== Given text

In this year, as in no other in recent memory, Paul’s words in Philippians 4 feel real and newly appreciated:

I know what it is to be in need, and I know what it is to have plenty. I have learned the secret of being content in any and every situation, whether well fed or hungry, whether living in plenty or in want.  I can do all this through him who gives me strength.

Yet it was good of you to share in my troubles.  Moreover, as you Philippians know, in the early days of your acquaintance with the gospel, when I set out from Macedonia, not one church shared with me in the matter of giving and receiving, except you only; for even when I was in Thessalonica, you sent me aid more than once when I was in need.  Not that I desire your gifts; what I desire is that more be credited to your account.  I have received full payment and have more than enough. I am amply supplied, now that I have received from Epaphroditus the gifts you sent.  They are a fragrant offering, an acceptable sacrifice, pleasing to God.  And my God will meet all your needs according to the riches of his glory in Christ Jesus. (Philippians 4:12-19, NLT)

Your work in these past months has been a “fragrant offering, an acceptable sacrifice, pleasing to God.”  

I am probably only adding to the chorus of thanks you have received from the people with whom you are partnered in ministry, but If no one else has taken the time to say those words to you and affirm your labors in love, hear them from us: you are appreciated, and you, too, have been a frontline worker in helping people navigate an emotionally devastating time.  It is a job you have done with assiduity and faithfulness.  Your work brings honor and glory to God.

Perhaps we began the year feeling like we were in a “place of plenty,” working a plan with enthusiasm and abundant resources, confident in our vision and excited for the future.  Perhaps all that now seems like a distant dream.  But in the meantime, God has reminded us what it is to find renewed faith and purpose even in a time of need.  We have learned the power of partnerships in a time of struggle.  We have been reminded of the life-affirming security of deep relationships.

====
== Exercise data

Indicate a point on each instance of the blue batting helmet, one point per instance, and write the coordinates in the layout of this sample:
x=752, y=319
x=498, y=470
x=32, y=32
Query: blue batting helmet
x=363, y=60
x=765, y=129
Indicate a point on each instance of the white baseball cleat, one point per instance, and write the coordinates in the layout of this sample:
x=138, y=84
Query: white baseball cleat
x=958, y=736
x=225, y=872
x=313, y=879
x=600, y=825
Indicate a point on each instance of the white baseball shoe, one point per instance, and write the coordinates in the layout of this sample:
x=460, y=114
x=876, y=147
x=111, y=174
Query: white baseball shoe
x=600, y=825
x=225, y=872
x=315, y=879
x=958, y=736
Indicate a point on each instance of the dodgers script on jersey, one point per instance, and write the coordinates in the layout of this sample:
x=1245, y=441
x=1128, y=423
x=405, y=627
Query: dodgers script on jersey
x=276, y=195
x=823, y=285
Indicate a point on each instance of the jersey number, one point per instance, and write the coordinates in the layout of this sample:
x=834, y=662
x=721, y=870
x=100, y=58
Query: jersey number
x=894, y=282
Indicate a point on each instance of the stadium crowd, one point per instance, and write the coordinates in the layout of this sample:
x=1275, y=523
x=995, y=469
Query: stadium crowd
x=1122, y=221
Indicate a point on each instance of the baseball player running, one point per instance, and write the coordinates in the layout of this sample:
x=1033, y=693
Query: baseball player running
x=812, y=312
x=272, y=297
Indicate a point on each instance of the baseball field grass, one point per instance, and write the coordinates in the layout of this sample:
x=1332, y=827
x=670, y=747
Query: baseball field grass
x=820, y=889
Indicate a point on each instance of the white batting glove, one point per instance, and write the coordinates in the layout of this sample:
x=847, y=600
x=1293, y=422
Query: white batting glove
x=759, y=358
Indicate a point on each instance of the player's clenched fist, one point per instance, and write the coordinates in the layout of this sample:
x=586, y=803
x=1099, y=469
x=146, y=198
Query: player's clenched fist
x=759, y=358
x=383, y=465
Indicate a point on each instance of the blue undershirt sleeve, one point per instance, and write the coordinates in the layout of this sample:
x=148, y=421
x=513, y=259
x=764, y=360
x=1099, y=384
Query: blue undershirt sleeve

====

-- Exercise 1 --
Translate this sentence from the Philippians 4 reflection into Spanish: "It is a job you have done with assiduity and faithfulness."
-- Exercise 2 --
Answer these questions using the Philippians 4 reflection:
(a) Which chapter of Philippians does the reflection quote?
(b) From whom did Paul receive the gifts the Philippians sent?
(c) What does the reflection say we have learned the power of in a time of struggle?
-- Exercise 3 --
Resume the Philippians 4 reflection after its final sentence and continue it.
The lines above come from a source unrelated to the Philippians 4 reflection.

-- Task result 1 --
Es un trabajo que has realizado con asiduidad y fidelidad.

-- Task result 2 --
(a) Chapter 4
(b) Epaphroditus
(c) Partnerships

-- Task result 3 --
Let’s take time to be thankful.  Let’s set aside time to be alone with God and express our gratitude in the next few days, a sacred few moments of acknowledging all that has happened and how we have been unexpectedly blessed.

And let’s don’t keep that gratitude just to ourselves — or only between ourselves and God.  Let’s be as public as possible!  Let’s use every venue at our disposal to thank our ministry partners and the people who have kept us strong and focused and inspired.  Let’s encourage others to remember all the ways we and our ministry have been blessed and to share those thankful thoughts with one another.

Let us as leaders pay tribute to those who make our leadership possible.  And let us, even as we carve the turkey, carve out time to say a quiet (or very loud) word to those who may not realize how much they mean to us — how much they empower us to be who God has called us to be — day to day and moment to moment.  There are people who do small things thoughtfully and well, who don’t even think of their efforts as valuable ministry, whose thoughtfulness means the world to us.  Let’s let them know.

What are you thankful for this Thanksgiving 2020 in your own ministry context?  What unexpected and unanticipated thing sparks gratitude?  Share with us, and in sharing, help us celebrate God’s grace together.  We appreciate you!